Please edit the records below by changing every "the arm" to "the gripper", leaving all else unchanged.
(begin)
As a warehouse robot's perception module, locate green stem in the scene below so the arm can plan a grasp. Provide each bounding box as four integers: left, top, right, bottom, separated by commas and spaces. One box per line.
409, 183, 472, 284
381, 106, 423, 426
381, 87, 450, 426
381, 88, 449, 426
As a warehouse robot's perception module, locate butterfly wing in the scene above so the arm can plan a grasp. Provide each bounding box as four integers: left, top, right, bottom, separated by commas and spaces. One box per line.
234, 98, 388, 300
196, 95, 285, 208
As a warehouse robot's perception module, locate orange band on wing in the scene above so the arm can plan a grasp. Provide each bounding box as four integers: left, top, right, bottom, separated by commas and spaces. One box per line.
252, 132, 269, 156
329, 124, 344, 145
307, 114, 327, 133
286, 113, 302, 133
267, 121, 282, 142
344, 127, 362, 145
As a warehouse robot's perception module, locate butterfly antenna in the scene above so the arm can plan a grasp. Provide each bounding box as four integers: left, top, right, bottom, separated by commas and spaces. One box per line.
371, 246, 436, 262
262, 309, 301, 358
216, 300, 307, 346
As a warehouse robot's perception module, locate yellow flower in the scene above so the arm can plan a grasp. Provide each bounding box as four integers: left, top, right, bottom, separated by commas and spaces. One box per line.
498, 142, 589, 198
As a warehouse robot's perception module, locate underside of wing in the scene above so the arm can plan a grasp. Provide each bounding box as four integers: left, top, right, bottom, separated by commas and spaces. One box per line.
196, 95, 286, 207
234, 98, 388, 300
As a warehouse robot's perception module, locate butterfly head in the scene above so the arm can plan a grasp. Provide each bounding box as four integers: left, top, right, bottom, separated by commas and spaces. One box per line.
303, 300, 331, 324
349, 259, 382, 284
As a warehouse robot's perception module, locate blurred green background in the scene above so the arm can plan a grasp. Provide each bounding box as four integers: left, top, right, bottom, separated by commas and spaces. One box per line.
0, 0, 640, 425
(end)
__OUTPUT OF THE TASK__.
As a warehouse robot's perception module, locate green stem in the scene below so the gripper can plan a grasp. Provide each bounding box as four integers: left, top, right, bottom, separated by commas and spaces. One box per line.
409, 183, 472, 284
381, 106, 423, 426
381, 87, 450, 426
381, 88, 449, 426
As a warehouse robot's perception module, locate butterfly wing in the scene above so the gripper can plan a grasp. Provide each bounding box as four integers: left, top, right, bottom, separated by commas and spaces. One box per line.
234, 98, 388, 300
196, 95, 285, 208
As a warehouse robot's perception module, locate orange band on wing in the scene above so the gripper can plan a grasp. Provide each bounding box as four integers: left, top, right, bottom, separated by commas and spaces. One box per line.
252, 132, 269, 156
329, 124, 344, 145
307, 114, 327, 133
286, 113, 302, 133
267, 121, 282, 142
344, 127, 362, 145
As a warehouse robot's perception module, locate butterfly antenna in the scene above so the gripper can plan a grasp. Provide each bounding box as four integers: left, top, right, bottom, separated by commas and spaces. One box per line.
371, 246, 436, 262
262, 309, 301, 358
216, 300, 307, 346
As a warehouse robot's perception module, locate yellow flower in the scene above so the gripper can plan a grasp. Provide each bounding box as four integers: left, top, right, bottom, separated by commas and spaces. One box per line.
498, 142, 589, 198
As a warehouse robot's perception module, locate underside of wing in the scene above so the gripper can plan a grasp. Provide each bounding box as four integers: left, top, right, bottom, separated by commas and spaces. One box per line.
196, 95, 286, 207
234, 98, 388, 300
As a warehouse robot's perception module, locate butterfly head in the scene above so the gripper can plan a grasp. Provide each bounding box as four integers: left, top, right, bottom, separated by commas and spaces. One box per line.
303, 300, 331, 324
349, 259, 382, 284
As a warehouse robot's perception module, locate blurred green background in the scene above so the gripper can plan a grasp. Provide each bounding box as four integers: left, top, right, bottom, separated by commas and spaces. One box per line.
0, 0, 640, 425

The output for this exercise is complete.